_Problem details_
Please rewrite the part of the material that opens with the line containing "Indicate every instance of the black handbag" and runs through the end of the material, renaming "dirt path" to "gravel path" and leaving everything else unchanged.

Extracted data entries
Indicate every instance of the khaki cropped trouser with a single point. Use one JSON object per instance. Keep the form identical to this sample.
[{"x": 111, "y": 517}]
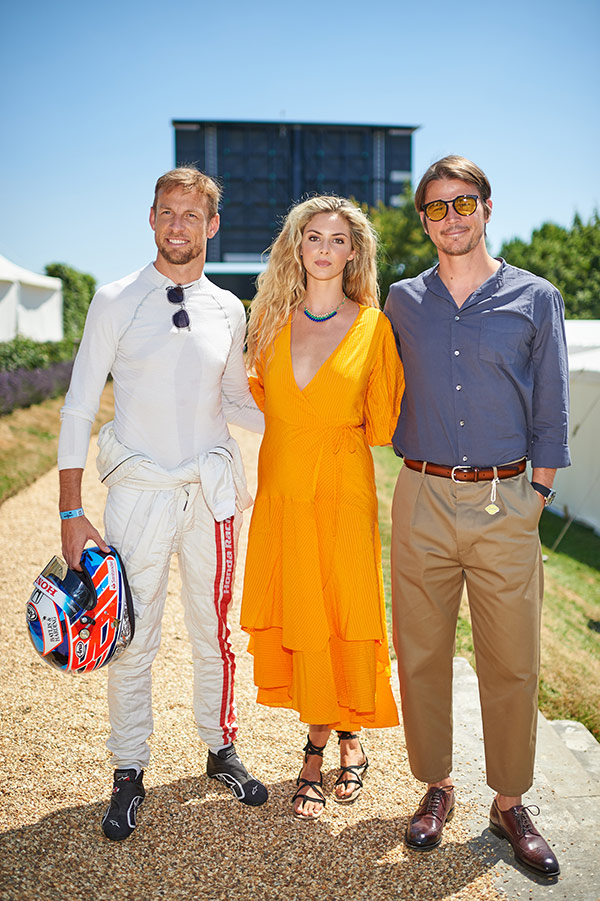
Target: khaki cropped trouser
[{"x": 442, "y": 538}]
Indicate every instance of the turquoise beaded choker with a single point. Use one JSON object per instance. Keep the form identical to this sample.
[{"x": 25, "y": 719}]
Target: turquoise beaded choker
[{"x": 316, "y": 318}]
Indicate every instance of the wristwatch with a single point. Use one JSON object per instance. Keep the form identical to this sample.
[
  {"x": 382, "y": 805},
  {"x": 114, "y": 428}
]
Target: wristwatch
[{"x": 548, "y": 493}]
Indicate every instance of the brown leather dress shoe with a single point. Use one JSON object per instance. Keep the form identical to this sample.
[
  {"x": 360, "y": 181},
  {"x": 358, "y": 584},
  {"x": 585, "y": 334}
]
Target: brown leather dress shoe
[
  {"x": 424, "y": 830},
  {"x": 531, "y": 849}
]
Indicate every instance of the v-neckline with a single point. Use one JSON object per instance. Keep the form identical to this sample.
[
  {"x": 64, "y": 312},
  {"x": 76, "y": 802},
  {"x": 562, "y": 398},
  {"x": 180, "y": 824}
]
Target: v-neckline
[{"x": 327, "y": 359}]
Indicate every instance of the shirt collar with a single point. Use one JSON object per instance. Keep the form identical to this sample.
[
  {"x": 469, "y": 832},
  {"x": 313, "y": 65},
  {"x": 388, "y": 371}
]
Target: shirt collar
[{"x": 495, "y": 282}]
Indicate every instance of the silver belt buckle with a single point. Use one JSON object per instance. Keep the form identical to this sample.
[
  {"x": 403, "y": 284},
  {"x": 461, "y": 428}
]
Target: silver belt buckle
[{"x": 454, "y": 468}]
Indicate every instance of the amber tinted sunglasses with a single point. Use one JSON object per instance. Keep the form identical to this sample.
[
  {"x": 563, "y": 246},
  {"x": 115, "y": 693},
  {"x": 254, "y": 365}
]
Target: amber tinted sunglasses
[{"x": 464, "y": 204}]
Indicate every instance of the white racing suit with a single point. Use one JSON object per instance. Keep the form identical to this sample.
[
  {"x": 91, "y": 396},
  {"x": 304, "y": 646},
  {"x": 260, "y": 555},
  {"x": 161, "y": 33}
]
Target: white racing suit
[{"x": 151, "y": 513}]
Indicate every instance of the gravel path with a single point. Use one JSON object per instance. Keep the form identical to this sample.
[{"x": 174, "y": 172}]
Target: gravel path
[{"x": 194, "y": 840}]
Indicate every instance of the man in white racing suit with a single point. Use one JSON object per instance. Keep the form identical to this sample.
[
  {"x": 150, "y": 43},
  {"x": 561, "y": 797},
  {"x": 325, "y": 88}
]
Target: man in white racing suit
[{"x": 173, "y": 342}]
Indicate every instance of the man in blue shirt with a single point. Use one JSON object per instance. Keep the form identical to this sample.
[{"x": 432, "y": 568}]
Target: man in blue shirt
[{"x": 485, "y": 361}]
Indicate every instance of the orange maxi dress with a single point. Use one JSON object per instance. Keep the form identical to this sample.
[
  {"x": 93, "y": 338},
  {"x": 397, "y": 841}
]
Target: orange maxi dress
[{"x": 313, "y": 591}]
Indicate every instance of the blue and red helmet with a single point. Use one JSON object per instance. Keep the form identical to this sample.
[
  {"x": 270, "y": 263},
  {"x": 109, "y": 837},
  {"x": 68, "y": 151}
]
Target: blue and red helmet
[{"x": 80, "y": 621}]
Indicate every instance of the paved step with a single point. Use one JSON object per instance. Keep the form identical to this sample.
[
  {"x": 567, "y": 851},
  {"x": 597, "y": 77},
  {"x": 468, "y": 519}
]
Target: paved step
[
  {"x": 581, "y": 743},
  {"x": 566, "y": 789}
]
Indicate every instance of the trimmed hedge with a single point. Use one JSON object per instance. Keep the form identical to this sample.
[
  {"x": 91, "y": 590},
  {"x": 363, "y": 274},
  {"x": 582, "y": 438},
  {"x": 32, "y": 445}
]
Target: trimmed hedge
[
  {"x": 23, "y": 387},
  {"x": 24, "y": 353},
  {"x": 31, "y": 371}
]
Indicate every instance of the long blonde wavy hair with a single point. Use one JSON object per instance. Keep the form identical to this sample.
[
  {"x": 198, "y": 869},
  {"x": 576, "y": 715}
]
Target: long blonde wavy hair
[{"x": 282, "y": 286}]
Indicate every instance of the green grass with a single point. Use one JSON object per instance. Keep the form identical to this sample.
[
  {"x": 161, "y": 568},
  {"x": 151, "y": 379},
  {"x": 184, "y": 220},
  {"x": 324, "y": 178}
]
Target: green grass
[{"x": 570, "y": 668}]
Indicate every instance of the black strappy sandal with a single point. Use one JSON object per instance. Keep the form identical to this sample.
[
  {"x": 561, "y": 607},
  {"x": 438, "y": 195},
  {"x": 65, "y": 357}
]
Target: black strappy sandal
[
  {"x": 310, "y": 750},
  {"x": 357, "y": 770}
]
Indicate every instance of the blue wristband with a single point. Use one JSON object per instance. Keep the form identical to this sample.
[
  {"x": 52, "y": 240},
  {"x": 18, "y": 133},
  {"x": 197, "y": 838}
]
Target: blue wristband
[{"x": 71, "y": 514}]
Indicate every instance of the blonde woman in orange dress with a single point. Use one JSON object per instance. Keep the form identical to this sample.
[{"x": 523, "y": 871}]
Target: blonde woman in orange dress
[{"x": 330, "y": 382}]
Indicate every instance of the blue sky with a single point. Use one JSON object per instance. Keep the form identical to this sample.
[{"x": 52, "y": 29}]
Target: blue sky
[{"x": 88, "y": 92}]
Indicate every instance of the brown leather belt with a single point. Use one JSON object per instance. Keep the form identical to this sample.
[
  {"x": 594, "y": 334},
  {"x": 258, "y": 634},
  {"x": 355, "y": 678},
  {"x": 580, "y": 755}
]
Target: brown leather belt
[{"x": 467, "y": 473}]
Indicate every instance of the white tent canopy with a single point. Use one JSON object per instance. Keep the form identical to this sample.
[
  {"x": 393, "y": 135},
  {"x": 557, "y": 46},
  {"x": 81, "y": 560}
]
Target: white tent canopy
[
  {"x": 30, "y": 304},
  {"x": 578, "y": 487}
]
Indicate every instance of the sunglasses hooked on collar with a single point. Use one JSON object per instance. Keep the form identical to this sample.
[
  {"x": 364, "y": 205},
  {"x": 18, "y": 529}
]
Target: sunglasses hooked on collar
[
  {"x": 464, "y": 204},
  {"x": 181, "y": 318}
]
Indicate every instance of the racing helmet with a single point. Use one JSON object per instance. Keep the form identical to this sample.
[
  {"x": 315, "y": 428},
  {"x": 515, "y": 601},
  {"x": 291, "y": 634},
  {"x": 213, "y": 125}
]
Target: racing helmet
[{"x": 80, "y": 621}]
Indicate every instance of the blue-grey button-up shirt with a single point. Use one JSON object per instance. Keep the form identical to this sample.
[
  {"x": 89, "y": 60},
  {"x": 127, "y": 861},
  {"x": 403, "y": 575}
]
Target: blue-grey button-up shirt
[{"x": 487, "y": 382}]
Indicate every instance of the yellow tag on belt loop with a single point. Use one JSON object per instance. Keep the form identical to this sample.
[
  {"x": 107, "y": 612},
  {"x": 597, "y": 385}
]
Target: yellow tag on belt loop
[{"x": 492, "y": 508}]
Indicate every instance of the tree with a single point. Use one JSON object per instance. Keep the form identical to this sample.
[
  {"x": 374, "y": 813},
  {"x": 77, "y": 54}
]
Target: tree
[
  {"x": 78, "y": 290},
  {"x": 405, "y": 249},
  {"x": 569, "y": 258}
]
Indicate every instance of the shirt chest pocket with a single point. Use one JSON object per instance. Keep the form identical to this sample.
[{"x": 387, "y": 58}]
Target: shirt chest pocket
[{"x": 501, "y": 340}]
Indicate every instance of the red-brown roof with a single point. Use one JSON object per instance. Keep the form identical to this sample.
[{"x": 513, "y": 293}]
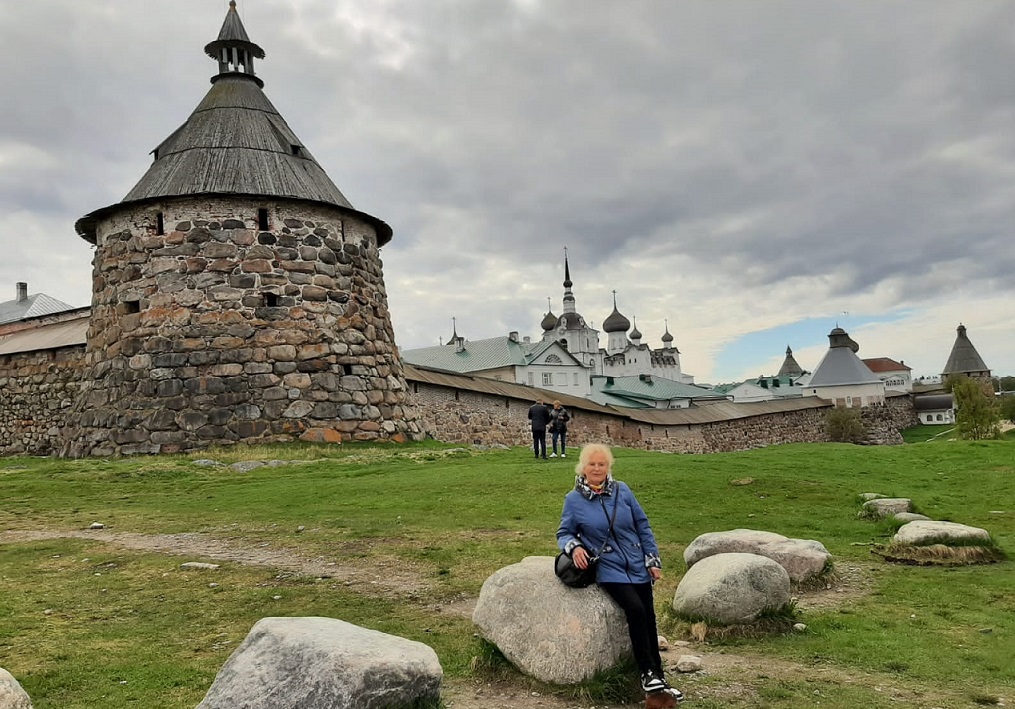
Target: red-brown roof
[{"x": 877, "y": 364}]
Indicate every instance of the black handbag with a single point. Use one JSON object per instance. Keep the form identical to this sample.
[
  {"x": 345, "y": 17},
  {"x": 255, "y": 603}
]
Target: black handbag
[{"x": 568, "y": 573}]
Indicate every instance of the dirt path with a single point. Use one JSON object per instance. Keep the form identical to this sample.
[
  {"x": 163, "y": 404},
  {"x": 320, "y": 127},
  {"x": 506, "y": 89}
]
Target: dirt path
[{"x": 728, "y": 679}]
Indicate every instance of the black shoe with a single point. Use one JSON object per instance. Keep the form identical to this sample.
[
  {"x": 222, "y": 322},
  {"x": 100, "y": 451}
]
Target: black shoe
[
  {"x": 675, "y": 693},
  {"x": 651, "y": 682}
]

_Result of this task_
Indicate every instance of the black handbag with a single point. Use one JSON object per instance. Keep the form identical to this sample.
[
  {"x": 345, "y": 17},
  {"x": 255, "y": 603}
]
Target: black handbag
[{"x": 568, "y": 573}]
Indicate every instance of the gravel path with a single point. Use one JSON object per instance. Keep the form identical to this sample.
[
  {"x": 163, "y": 404},
  {"x": 320, "y": 127},
  {"x": 506, "y": 89}
]
Target: gravel path
[{"x": 728, "y": 679}]
Indicate every instance of the black shoe with a single point. Use one JSON object per instance. Keep the form identical to this sample.
[
  {"x": 222, "y": 322},
  {"x": 100, "y": 451}
]
Target: black shoe
[
  {"x": 675, "y": 693},
  {"x": 651, "y": 682}
]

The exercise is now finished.